(Your task):
Nothing but the line with "the pink shirt" and the lines after it, through the end of the records below, is to be repeated, exactly as it is.

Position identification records
'''

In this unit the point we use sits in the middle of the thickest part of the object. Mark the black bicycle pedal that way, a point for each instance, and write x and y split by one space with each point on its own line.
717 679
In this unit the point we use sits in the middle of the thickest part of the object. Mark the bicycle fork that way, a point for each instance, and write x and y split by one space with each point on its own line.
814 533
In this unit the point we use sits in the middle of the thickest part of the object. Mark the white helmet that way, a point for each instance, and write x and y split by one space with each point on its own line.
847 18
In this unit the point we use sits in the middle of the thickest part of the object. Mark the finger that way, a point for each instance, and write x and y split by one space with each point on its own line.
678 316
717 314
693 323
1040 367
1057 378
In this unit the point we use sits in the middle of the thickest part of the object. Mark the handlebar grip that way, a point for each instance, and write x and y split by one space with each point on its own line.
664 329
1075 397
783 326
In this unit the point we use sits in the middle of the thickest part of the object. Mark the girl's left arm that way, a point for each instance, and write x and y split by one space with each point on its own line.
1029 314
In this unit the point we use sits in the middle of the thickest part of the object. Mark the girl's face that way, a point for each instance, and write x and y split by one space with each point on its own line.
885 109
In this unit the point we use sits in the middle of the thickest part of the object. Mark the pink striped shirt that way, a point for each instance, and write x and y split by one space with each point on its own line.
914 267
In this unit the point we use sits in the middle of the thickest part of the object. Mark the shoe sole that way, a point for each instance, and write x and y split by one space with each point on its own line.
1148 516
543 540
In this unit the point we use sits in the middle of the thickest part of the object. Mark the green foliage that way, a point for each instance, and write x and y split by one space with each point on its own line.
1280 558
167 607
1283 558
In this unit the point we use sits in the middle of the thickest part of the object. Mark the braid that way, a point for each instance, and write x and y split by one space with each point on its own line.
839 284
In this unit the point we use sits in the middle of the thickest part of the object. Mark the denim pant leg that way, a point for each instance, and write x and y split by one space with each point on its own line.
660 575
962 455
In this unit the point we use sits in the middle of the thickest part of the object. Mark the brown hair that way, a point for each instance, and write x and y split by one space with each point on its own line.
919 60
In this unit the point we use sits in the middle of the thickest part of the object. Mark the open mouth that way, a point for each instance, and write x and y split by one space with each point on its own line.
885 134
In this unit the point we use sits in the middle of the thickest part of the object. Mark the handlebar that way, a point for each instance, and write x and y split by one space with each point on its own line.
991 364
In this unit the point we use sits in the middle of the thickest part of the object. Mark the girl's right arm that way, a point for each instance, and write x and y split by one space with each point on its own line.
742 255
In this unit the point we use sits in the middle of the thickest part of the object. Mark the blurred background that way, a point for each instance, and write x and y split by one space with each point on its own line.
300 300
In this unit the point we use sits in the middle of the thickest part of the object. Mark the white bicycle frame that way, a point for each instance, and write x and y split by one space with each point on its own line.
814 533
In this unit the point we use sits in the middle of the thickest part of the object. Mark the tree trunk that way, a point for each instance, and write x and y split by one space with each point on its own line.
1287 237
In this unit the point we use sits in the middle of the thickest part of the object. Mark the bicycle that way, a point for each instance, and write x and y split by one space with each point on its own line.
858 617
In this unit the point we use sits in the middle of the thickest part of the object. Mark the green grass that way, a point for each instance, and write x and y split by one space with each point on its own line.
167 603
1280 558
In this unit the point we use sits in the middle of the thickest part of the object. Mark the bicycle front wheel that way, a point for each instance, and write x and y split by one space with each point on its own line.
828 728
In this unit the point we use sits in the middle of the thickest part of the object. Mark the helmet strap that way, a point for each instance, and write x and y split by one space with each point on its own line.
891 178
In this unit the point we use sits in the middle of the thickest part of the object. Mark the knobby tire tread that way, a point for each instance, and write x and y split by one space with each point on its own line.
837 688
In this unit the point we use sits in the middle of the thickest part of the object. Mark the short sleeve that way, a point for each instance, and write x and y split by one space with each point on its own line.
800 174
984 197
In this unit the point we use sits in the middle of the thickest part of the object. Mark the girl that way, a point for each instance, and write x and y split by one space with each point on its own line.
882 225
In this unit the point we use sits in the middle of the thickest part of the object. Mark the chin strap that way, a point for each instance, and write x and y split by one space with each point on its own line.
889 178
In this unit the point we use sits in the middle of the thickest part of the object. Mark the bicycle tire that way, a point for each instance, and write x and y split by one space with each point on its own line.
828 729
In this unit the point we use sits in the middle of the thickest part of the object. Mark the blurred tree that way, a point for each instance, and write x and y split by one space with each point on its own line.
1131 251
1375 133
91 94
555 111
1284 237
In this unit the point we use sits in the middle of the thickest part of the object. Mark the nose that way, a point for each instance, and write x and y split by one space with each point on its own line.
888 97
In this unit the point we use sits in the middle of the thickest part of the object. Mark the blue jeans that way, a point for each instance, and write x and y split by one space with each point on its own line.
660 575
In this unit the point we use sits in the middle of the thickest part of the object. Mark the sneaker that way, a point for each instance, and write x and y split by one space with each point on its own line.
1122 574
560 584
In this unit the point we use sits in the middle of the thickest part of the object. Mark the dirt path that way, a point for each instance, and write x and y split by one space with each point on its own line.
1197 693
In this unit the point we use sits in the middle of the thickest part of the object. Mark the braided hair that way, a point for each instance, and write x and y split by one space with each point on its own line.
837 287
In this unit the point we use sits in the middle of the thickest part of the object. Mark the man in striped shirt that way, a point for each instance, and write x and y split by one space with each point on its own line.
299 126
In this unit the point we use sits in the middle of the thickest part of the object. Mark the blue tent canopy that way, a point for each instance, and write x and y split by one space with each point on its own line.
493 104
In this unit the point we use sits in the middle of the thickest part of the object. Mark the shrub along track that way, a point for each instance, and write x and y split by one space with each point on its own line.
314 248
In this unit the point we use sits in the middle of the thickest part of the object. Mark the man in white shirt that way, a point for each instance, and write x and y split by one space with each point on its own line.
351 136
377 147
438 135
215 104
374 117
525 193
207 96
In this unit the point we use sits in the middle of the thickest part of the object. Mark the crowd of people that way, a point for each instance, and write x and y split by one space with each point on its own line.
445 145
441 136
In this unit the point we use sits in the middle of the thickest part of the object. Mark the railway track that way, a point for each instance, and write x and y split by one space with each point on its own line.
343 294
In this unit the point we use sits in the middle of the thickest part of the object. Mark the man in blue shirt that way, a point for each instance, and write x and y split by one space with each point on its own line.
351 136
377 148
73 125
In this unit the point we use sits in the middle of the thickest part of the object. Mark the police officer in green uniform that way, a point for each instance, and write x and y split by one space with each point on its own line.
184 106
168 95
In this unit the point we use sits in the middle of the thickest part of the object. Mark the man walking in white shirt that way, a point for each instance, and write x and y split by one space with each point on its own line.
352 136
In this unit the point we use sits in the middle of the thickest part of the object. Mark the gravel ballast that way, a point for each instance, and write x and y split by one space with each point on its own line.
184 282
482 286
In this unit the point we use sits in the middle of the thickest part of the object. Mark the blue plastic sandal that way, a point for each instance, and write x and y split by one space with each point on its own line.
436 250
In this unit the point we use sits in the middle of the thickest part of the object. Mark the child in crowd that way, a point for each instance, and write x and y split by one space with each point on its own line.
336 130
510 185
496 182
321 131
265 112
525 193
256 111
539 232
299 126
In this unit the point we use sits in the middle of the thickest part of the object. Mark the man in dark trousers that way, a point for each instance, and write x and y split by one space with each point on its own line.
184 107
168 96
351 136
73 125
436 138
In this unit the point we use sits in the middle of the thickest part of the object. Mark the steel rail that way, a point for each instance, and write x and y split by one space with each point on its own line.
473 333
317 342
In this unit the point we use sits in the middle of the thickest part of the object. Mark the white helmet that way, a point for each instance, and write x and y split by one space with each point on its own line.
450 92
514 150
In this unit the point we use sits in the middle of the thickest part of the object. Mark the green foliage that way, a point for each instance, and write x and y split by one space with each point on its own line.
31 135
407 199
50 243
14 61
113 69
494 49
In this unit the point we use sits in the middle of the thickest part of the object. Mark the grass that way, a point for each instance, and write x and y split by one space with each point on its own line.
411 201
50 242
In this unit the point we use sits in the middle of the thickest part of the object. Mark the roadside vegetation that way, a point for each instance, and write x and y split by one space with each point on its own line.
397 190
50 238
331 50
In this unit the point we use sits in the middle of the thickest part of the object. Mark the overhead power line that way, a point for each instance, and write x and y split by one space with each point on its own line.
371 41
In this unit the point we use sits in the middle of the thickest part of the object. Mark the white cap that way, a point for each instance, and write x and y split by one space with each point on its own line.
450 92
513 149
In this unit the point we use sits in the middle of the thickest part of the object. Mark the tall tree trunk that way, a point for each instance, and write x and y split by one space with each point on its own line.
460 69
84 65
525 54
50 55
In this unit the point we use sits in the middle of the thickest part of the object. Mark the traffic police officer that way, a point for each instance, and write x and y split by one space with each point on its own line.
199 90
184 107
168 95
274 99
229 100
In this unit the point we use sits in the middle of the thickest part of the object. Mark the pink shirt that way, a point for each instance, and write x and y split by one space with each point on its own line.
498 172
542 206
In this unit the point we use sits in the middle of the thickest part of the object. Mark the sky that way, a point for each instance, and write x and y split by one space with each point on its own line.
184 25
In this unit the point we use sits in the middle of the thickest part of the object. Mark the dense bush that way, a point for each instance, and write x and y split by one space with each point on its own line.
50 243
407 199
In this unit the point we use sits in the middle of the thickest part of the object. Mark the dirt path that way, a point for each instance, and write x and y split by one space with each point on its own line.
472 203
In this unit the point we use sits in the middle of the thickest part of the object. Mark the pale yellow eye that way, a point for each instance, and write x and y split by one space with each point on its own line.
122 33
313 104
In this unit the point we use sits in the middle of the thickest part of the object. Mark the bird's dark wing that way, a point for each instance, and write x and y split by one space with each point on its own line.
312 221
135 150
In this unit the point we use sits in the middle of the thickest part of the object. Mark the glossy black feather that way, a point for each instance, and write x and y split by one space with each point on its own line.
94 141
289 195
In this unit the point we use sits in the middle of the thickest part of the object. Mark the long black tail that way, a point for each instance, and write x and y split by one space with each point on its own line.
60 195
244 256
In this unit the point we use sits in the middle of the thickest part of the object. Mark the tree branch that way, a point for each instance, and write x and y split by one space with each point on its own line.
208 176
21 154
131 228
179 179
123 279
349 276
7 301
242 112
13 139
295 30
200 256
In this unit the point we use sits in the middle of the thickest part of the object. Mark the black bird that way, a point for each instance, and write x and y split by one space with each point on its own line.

'''

(Expected output):
In this unit the point we use sits in the middle of the thickest part of the object. Mark the pink shirt that way, a point for each instance, and write x and y split by one space with each point on its own line.
498 172
542 206
In this unit the point we use sits in the middle of the thickest part of the object. Mark the sky that way, a point for each instance, and write x and y split by one space with each point on its own line.
184 25
In this unit the point we use sits in the middle of the thickest part of the object. Mark the dense bush that way, a point for each instance, and write x and y split by one space with each point on its own line.
50 243
407 199
In this unit the point we use sits in the middle of the thickest part of the object. Mark the dirt path that way, a point for each instance, and write x and y split by one space with each point on its own line.
472 203
In this unit the point we use sits in the middle of the thickest part of the object. Mark the pale yellow eye that way, a point for each instance, and write x and y split by one space with each point on its own line.
122 33
313 104
In this unit the point we use sits in the middle of the thickest part of the object. Mark the bird's dark wing that way, a point for each instance, and write x and y split by one space with each point on its own line.
312 221
135 150
In this unit the point we use sits in the middle of the thickest part of the object. Mark the glossy black feather that way, a point for each instance, and write x and y split by one space with each point on its own line.
94 141
289 195
In this unit the point we use sits in the middle of the thickest part of the object. Mark the long black tail that way, a point for each instance, and write x and y split by one space with each point on its own line.
60 195
244 256
In this unit the point we use sits in the middle of the thickest part of the object. Mark the tree branch that way, a point for each instance, and write x and y split by one space with each point on its own line.
208 176
21 154
131 228
179 179
123 279
349 276
7 301
242 112
13 139
295 30
200 256
In this unit the point we use sits in the middle of the thickest part of the object. Mark the black bird that way, a point for each instance, and write x and y split by one space with each point on its own line.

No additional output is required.